**Task to complete:** Type out every line of the data again, exactly.

[[ Records supplied open ]]

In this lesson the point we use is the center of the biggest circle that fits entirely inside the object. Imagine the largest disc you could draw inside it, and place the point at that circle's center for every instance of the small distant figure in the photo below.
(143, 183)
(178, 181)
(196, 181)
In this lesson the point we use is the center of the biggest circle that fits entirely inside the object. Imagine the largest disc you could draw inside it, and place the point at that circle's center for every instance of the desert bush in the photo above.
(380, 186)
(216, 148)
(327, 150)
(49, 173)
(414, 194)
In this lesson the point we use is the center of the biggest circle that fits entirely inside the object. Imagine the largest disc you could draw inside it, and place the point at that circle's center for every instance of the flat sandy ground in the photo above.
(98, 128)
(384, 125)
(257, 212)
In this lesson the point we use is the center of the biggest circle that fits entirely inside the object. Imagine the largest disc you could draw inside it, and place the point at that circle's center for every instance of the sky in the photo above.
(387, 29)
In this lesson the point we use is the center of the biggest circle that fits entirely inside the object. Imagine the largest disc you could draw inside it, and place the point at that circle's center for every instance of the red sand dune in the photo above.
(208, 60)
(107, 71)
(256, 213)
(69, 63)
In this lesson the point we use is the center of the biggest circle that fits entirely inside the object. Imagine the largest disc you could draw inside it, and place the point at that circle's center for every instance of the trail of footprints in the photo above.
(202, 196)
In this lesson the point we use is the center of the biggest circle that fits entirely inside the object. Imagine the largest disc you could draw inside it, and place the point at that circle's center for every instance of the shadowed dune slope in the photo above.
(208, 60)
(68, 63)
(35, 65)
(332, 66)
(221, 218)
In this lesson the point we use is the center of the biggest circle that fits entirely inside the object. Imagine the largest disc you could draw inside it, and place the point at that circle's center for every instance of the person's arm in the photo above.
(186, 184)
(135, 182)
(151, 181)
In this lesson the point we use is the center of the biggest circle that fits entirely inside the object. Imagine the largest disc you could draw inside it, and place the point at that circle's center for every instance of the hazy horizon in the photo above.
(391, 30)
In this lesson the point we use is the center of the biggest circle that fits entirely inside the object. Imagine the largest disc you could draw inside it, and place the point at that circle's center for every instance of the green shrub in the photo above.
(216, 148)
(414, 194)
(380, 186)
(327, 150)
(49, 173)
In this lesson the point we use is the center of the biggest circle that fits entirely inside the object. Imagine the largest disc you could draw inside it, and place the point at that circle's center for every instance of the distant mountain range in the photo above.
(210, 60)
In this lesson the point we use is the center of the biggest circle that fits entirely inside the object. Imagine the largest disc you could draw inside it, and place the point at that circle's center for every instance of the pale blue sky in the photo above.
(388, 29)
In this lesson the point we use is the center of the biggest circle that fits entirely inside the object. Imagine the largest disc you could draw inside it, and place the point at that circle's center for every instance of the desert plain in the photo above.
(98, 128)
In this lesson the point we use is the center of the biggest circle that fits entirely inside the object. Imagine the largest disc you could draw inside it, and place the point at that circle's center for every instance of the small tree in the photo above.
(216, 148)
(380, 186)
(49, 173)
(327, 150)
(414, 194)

[[ Records supplied closed ]]

**Answer:**
In this lesson the point we use is the center of the biggest circle that fits entirely inside the object. Imagine the largest disc you could draw inside it, and place the point at that circle's center for every instance of the small distant figure in the photo below.
(143, 183)
(178, 181)
(196, 181)
In this lesson the point we use is the center of the biggest circle that fits entirely inside the object. Imagine the largest disc you could draw inside it, and place the point at that circle's center for every instance of the desert bush in the photo above.
(380, 186)
(216, 148)
(327, 150)
(49, 173)
(414, 194)
In this lesson the point we use is the center of the biggest circle that fits entirely inside the object. Imagine the largest disc you could draw inside it, and place the point at that circle's center for every instance of the flat sandy ground in the photo above.
(98, 128)
(384, 125)
(257, 212)
In this lesson the point we use is the center of the biggest circle that fits entirely inside the object. Imagine the largest disc you could draw inside it, and place the point at that circle's center for every instance of the sky in the photo above.
(387, 29)
In this lesson the point we use is the center of the biggest circle that fits entirely inside the object. Imagine the largest disc you could draw inside it, and place the point at that circle's center for every instance of the red sand dune in the photo above.
(208, 60)
(107, 71)
(256, 213)
(69, 63)
In this lesson the point we use is the center of the biggest circle that fits entirely inside the object. Imagine the largest disc you could draw inside it, and place the point at that circle's center for every instance of the trail of footprints in the photo above.
(202, 196)
In this lesson the point we use is the center of the biggest circle that fits entirely inside the object. Imagine the largest disc you could draw inside it, and place the point at that circle's center for every instance of the shadowed dune slope in the photo above.
(208, 60)
(68, 63)
(35, 65)
(332, 66)
(221, 218)
In this lesson the point we use is the center of the biggest circle that fits entirely inside the object. Imagine the largest disc you could draw inside it, and place the point at that circle's center for every instance of the person's arm in the photo above.
(186, 184)
(135, 182)
(151, 181)
In this lesson the point we use is the center of the biggest circle that fits entirely inside the object. Imagine the largest disc you could draw inside it, and place the point at that circle's center for every instance of the hazy horizon in the photo above.
(391, 30)
In this lesson the point we use is the center of the biggest circle that fits entirely inside the object. Imagine the largest disc you could draw inside it, and place the point at that circle's center for every instance of the green shrub in the photo above.
(216, 148)
(414, 194)
(380, 186)
(327, 150)
(49, 173)
In this lesson the point we use is the center of the biggest circle that fits entirely inside the object. Imagine the largest disc you could draw inside it, and place the point at that circle's center for every instance of the distant mountain range in the photo above.
(210, 60)
In this lesson the point we use is the center of the biggest circle that fits entirely inside the object. Imagine the largest disc you could draw inside it, and place the point at that circle's center for every instance of the pale blue sky in the photo above.
(388, 29)
In this lesson the point we use is the center of the biggest circle that fits entirely inside the object. Imagine the largest disc you could draw inside it, and place the point at that circle's center for every instance of the desert plain in the photo above.
(98, 128)
In this lesson the point we use is the center of the biggest circle that fits entirely inside the object. Imagine the largest disc you could draw inside it, and place the point at that circle's center for every instance of the small tree in the photo above.
(216, 148)
(380, 186)
(49, 173)
(327, 150)
(414, 194)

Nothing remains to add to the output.